**What is required**
Copy each of the following lines word for word, with no changes.

**Materials provided**
*****

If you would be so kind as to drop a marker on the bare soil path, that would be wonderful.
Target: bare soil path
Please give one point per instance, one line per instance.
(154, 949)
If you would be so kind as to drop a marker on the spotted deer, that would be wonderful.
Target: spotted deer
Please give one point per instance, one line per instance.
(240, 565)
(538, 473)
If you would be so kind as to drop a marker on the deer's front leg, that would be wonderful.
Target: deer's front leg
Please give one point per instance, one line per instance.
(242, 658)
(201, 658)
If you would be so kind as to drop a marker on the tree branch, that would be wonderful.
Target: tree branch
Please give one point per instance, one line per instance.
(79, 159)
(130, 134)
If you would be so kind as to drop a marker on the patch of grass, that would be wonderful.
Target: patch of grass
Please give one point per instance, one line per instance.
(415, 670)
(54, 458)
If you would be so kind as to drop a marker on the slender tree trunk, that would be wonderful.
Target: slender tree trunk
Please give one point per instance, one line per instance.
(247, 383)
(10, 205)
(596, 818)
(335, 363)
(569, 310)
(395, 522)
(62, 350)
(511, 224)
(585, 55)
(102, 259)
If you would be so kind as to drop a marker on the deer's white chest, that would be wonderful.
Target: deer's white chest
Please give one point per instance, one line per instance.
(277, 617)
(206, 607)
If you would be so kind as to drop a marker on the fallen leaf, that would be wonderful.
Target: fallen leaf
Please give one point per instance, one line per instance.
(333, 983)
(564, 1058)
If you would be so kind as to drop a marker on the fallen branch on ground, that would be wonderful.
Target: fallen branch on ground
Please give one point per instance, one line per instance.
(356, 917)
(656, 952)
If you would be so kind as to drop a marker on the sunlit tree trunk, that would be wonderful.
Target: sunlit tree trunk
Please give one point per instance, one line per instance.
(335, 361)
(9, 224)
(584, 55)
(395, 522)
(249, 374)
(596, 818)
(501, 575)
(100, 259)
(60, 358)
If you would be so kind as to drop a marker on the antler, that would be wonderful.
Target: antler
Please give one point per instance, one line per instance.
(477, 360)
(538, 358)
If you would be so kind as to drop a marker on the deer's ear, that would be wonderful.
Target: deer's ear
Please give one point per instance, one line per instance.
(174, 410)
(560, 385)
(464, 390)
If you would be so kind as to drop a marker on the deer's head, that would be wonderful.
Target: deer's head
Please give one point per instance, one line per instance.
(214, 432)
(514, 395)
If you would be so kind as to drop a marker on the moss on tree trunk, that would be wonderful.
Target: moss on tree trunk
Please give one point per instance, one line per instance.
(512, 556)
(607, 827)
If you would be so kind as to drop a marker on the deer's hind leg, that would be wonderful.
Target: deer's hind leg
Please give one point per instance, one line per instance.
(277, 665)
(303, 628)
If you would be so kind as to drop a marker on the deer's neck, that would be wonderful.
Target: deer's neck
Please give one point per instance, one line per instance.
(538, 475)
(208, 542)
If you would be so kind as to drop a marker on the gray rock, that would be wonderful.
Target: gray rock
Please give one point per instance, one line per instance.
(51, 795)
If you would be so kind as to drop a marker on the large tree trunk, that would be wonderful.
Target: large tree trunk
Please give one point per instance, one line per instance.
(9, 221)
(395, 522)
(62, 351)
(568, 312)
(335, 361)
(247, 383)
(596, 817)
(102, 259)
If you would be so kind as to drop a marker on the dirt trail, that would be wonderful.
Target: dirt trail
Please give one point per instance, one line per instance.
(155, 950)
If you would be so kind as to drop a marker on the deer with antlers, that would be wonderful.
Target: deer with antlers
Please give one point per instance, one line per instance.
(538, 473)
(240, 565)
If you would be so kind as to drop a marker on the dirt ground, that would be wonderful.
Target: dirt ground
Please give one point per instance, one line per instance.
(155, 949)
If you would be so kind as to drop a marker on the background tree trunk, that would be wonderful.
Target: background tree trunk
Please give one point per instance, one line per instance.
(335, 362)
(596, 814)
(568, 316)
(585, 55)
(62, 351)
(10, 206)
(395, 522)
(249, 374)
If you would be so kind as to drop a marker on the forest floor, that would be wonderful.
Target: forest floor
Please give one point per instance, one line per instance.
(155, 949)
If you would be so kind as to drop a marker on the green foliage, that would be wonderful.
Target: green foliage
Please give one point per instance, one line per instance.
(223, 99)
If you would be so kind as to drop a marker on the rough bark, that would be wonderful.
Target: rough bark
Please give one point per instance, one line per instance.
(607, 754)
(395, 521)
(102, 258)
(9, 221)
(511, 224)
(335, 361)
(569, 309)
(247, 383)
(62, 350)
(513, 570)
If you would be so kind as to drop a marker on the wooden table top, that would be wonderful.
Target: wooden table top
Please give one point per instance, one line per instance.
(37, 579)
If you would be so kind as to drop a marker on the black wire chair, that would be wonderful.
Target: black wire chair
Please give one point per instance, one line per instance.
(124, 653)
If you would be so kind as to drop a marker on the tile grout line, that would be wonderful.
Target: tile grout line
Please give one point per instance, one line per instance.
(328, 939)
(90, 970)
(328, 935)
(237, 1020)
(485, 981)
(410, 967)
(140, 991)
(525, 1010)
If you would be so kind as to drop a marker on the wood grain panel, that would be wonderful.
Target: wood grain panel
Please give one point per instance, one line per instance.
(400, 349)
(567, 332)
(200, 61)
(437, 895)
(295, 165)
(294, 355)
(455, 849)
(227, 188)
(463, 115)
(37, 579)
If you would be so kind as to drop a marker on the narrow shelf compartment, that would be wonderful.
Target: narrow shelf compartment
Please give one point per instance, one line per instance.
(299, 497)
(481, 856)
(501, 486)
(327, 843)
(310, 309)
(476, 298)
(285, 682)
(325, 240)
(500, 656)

*****

**Complete output**
If you would be so kind as to drop a marker on the bare soil path, that would be wonderful.
Target: bare soil path
Please give one point per instance, one line per instance.
(154, 949)
If you would be so kind as to drop a marker on the spotted deer, that would be wonderful.
Target: spotted deer
Please give one point per instance, one line per instance.
(240, 565)
(538, 473)
If you would be so kind as to drop a marker on the deer's front leg, that would be wonderful.
Target: deer's front leg
Please give one point per instance, one line per instance.
(242, 658)
(201, 658)
If you would be so kind as to drop a marker on the tree branch, that would be wonderful.
Target: tree branch
Please give one point per instance, one line per instance.
(79, 159)
(130, 134)
If you would be so kind as to drop a marker on the patch of grass, that would be wonderful.
Target: patch of grass
Please give one point per instance, one line per instance.
(415, 670)
(54, 458)
If you would be so kind as to drop a marker on the slender tree trunk, that would be wonderful.
Target: slender tree trunk
Please give one point per instance, one line per instance.
(247, 383)
(10, 205)
(596, 818)
(335, 363)
(569, 310)
(395, 522)
(62, 350)
(511, 224)
(585, 55)
(102, 259)
If you would be so kind as to drop a marker on the deer's white chest, that would be wonderful.
Target: deer's white chest
Please give one point per instance, one line per instance.
(277, 617)
(206, 607)
If you would be so kind as to drop a marker on the fallen leaf, that would be wonderful.
Target: fallen leaf
Please give one point per instance, one line per instance.
(333, 983)
(564, 1058)
If you would be so kind as to drop a marker on the fallen branch on ground, that would be wonderful.
Target: fallen branch on ground
Please give one point per instance, one line per instance.
(356, 917)
(656, 952)
If you would be so kind as to drop a marker on the sunlit tree trunk, that would be wonderful.
Target: sunlit tree trunk
Please give one point per instance, one line per instance.
(335, 361)
(9, 224)
(584, 55)
(395, 522)
(249, 374)
(596, 818)
(501, 575)
(100, 259)
(60, 358)
If you would be so kind as to drop a marker on the antler, that would be wonderful.
Target: antler
Please give one point per instance, one line per instance.
(477, 360)
(538, 358)
If you would be so kind as to drop a marker on the deer's ear, that would be wonderful.
Target: deer's ear
Please give one point per instance, one line per instance.
(174, 410)
(560, 385)
(464, 390)
If you would be so kind as to drop a marker on the deer's head, that would be wonderful.
Target: deer's head
Please give one point per instance, one line per instance.
(214, 432)
(514, 395)
If you would be so kind as to drop a marker on the moss on tree trunk, that would be wonderful.
Target: moss on tree trunk
Please give one point per instance, one line per instance.
(512, 556)
(607, 827)
If you would be so kind as to drop a marker on the deer's hind leg, that would be wonderful.
Target: deer's hind leg
Please give one point per instance, one line per instance.
(277, 665)
(303, 628)
If you would be so kind as to drop a marker on the deer's neck, that would be wonderful.
Target: deer's neck
Please give one point per instance, one line per instance.
(538, 475)
(208, 542)
If you would be so kind as to drop a marker on the gray rock, that would be wonderful.
Target: gray rock
Please give one point per instance, one line per instance.
(51, 795)
If you would be so kind as to drop a marker on the large tree trunk, that would be wonderful.
Target: large tree trunk
Please give one point per instance, one line per instance.
(9, 221)
(395, 522)
(62, 351)
(568, 312)
(335, 361)
(247, 383)
(596, 817)
(102, 259)
If you would be so kind as to drop a marker on the dirt trail, that would be wonderful.
Target: dirt trail
Please give one point per instance, one line per instance.
(155, 950)
If you would be so kind as to drop a marker on the deer with antlers, that would be wonderful.
Target: deer with antlers
Please give one point per instance, one line per instance.
(538, 473)
(240, 565)
If you would be so kind as to drop a marker on the dirt ground, that would be wonderful.
Target: dirt ground
Please give one point per instance, one line per instance.
(155, 949)
If you would be so kind as to drop a marker on the background tree trunk, that would be wonderful.
Target: background tree trunk
Please give one point per instance, one line per instance.
(335, 362)
(596, 814)
(568, 316)
(585, 55)
(62, 351)
(10, 206)
(395, 522)
(249, 374)
If you would be so kind as to drop a marker on the forest floor, that would be wonderful.
Target: forest floor
Please give one point per instance, one line per instance.
(155, 949)
If you would be so kind as to drop a marker on the green foliage, that would be wonderful.
Target: green foliage
Please give one point per instance, one line per instance.
(223, 99)
If you would be so kind as to drop a marker on the rough bark, that would be wonderful.
Target: rough bark
Please give one point per instance, one line per instance.
(607, 754)
(395, 521)
(102, 258)
(9, 221)
(511, 224)
(335, 361)
(569, 309)
(247, 383)
(62, 350)
(513, 570)
If you would be so kind as to drop a marker on the wooden table top, that would be wonderful.
Target: wooden table top
Please give one point per instance, one line per instance.
(37, 579)
If you would be so kind as to drop a marker on the black wire chair, that would be wonderful.
Target: black wire chair
Please give one point per instance, one line per instance.
(124, 653)
If you would be so kind as to drop a marker on the tile grout line, that would be wonderful.
Target: tile grout line
Please give one point per instance, one line per instance.
(328, 939)
(90, 970)
(328, 935)
(237, 1020)
(485, 981)
(410, 967)
(140, 991)
(525, 1010)
If you would be so kind as to drop a marker on the wood grain panel, that would be wonderful.
Target: wood grain panel
Please give one point per instance, one line per instance.
(400, 349)
(567, 332)
(200, 61)
(437, 895)
(295, 165)
(294, 355)
(455, 849)
(227, 188)
(463, 115)
(37, 579)
If you would be so kind as to drop a marker on the narrow shelf compartment, that would be wonderful.
Target: narrow shelf compartment
Please give one point per instance, one line per instance.
(299, 497)
(481, 856)
(501, 486)
(327, 843)
(310, 309)
(476, 298)
(285, 682)
(325, 240)
(500, 656)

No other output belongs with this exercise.